--- Alıştırma görevi a ---
Girdilerin başından "<point>326,268</point>" bulunan satıra kadar, o satır da dahil, bütün satırları aynen yazın. Resimleri yanıtınıza koymayın.

Sevgi Yöntemi …
24 Mayıs 2009 - Zeynep Oral -
Çok yoruldum… Artık konferans, panel, açıkoturumlara paydos… Sivil toplum kuruluşlarında koşuşturmaya da son… Bana mı kaldı, biraz da başkaları uğraşsın… Artık yalnız işimi yapacağım…. Tamam yetti artık....
Otuz ya da kırk yıldır, böyle abuk sabuk sızlanmaya başladığım an, gözümün önünde bir resim belirir. Yüzünü örten çilleri arasından karşısındakinin taa en içine, yüreğine bakan bir çift çakır göz! O bakış, insanı yargılamaz, sınamaz. O bakış , size, kendinizle ilişkin doğru soruları sormanızı sağlar, insan olma çabanıza "hadi" der... O yüz ,gözlerimin önüne gelince ben de yakınmayı bırakır, kolları sıvar işe koyulurum!

--- Alıştırma görevi b ---
Metne göre anlatıcı sızlanmaya başladığında gözünün önünde bir resim belirmesi kaç yıldır sürüyor?

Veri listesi
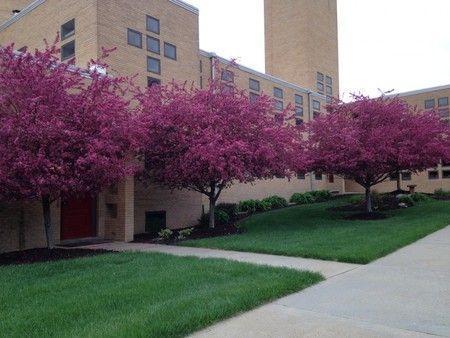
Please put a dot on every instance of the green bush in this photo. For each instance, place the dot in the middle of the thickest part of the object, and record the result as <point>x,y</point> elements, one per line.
<point>276,202</point>
<point>442,194</point>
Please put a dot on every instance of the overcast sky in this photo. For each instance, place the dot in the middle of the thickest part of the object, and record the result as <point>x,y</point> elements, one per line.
<point>387,44</point>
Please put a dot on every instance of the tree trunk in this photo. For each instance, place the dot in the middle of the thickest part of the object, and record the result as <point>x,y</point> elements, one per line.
<point>368,201</point>
<point>47,221</point>
<point>212,208</point>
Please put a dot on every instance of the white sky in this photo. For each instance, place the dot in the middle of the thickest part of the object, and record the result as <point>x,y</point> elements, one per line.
<point>387,44</point>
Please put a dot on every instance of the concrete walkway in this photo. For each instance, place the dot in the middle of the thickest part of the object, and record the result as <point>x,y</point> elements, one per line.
<point>405,294</point>
<point>326,268</point>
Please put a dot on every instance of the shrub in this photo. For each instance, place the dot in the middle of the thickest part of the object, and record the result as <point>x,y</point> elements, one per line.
<point>442,194</point>
<point>276,202</point>
<point>182,234</point>
<point>407,199</point>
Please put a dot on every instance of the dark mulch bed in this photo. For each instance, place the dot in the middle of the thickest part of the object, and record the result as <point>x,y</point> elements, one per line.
<point>366,216</point>
<point>46,255</point>
<point>199,232</point>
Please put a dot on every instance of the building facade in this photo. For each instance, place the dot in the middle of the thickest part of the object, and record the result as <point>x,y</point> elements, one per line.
<point>159,41</point>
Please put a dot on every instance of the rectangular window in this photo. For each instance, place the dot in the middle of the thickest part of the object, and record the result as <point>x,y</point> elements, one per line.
<point>433,175</point>
<point>442,101</point>
<point>152,24</point>
<point>429,104</point>
<point>278,104</point>
<point>134,38</point>
<point>319,77</point>
<point>316,105</point>
<point>151,81</point>
<point>153,65</point>
<point>153,45</point>
<point>254,85</point>
<point>227,75</point>
<point>278,92</point>
<point>68,29</point>
<point>406,176</point>
<point>170,51</point>
<point>68,50</point>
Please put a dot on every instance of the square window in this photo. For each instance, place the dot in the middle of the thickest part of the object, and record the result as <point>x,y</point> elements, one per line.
<point>316,105</point>
<point>134,38</point>
<point>68,29</point>
<point>170,51</point>
<point>151,81</point>
<point>254,85</point>
<point>152,24</point>
<point>153,45</point>
<point>153,65</point>
<point>442,101</point>
<point>320,87</point>
<point>278,104</point>
<point>68,50</point>
<point>278,92</point>
<point>227,75</point>
<point>429,104</point>
<point>433,175</point>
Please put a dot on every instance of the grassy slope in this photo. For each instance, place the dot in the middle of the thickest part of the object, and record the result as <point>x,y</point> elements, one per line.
<point>134,295</point>
<point>314,231</point>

--- Tam yanıt a ---
Please put a dot on every instance of the green bush in this photo. For each instance, place the dot in the middle of the thickest part of the object, and record the result as <point>x,y</point> elements, one per line.
<point>276,202</point>
<point>442,194</point>
Please put a dot on every instance of the overcast sky in this photo. For each instance, place the dot in the middle of the thickest part of the object, and record the result as <point>x,y</point> elements, one per line.
<point>387,44</point>
Please put a dot on every instance of the tree trunk in this photo. For each instance, place the dot in the middle of the thickest part of the object, and record the result as <point>x,y</point> elements, one per line.
<point>368,201</point>
<point>47,221</point>
<point>212,208</point>
Please put a dot on every instance of the white sky in this photo. For each instance, place the dot in the middle of the thickest part of the object, and record the result as <point>x,y</point> elements, one per line.
<point>387,44</point>
Please put a dot on every instance of the concrete walkway in this photo. For each instance, place the dot in the middle of the thickest part of the object, and record the result as <point>x,y</point> elements, one per line.
<point>405,294</point>
<point>326,268</point>

--- Tam yanıt b ---
Otuz ya da kırk yıldır.